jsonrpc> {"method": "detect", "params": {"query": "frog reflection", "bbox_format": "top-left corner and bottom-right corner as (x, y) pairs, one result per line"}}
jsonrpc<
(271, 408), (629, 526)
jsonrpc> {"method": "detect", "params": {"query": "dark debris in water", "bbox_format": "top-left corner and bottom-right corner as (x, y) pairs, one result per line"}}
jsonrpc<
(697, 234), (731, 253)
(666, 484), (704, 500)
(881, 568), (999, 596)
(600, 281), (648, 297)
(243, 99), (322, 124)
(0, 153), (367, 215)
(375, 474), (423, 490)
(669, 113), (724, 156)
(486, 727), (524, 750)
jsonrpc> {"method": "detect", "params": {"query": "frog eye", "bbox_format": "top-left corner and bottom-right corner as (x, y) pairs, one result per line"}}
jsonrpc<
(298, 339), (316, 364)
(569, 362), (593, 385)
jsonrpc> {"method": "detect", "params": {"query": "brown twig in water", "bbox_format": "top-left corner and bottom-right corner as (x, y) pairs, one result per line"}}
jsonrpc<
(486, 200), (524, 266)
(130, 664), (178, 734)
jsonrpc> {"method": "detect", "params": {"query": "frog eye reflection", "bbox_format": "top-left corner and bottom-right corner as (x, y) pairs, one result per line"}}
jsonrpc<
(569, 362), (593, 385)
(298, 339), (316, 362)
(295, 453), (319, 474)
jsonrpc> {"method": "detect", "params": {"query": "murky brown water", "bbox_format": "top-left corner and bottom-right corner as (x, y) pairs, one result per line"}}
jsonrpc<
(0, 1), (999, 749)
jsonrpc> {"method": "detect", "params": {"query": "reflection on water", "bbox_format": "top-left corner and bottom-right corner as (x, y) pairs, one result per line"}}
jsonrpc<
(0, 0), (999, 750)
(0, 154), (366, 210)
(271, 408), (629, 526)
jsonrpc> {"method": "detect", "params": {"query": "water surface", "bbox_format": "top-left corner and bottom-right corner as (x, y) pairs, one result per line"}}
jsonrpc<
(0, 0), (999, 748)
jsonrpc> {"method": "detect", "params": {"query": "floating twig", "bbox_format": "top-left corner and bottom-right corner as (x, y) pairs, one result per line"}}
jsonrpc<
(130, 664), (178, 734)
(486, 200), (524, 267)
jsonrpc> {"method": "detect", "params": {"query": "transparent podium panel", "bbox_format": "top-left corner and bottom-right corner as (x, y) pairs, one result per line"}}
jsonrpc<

· · ·

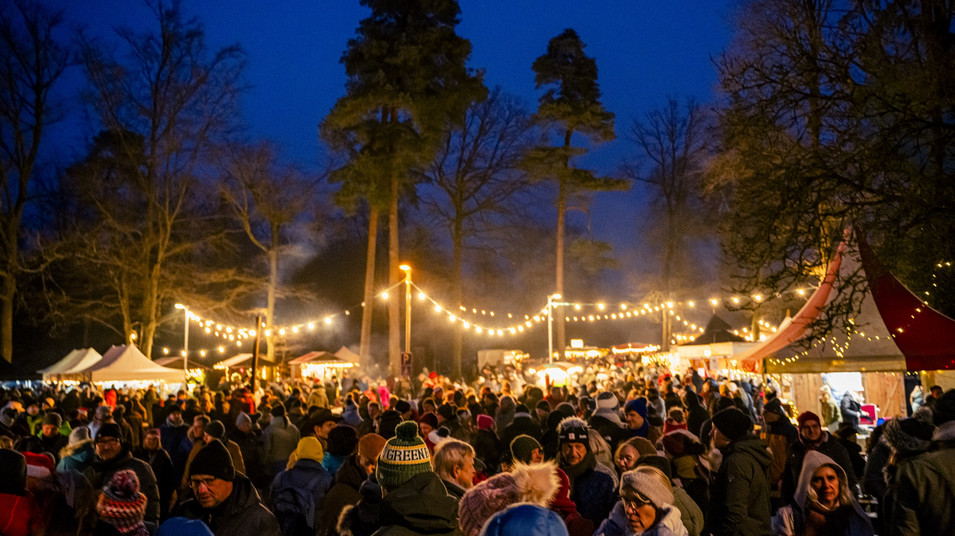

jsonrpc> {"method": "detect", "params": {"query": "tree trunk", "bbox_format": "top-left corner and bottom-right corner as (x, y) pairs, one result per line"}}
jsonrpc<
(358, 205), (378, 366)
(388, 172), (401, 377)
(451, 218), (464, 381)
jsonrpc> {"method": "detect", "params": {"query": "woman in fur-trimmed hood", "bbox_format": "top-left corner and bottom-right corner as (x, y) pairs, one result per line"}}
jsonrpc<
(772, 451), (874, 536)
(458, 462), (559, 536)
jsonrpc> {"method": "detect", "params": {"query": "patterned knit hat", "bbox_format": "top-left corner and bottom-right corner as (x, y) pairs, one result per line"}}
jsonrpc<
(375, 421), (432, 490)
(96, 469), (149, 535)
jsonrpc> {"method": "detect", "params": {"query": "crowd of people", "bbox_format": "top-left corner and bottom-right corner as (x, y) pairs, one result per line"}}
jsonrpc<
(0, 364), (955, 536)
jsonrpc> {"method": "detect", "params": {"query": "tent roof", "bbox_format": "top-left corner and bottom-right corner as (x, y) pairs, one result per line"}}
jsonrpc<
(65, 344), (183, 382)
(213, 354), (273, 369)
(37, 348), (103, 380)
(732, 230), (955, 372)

· · ·

• _EXERCISE_
Count the lines above that contain the word "reflection", and reply with the number only.

• _SOLUTION_
3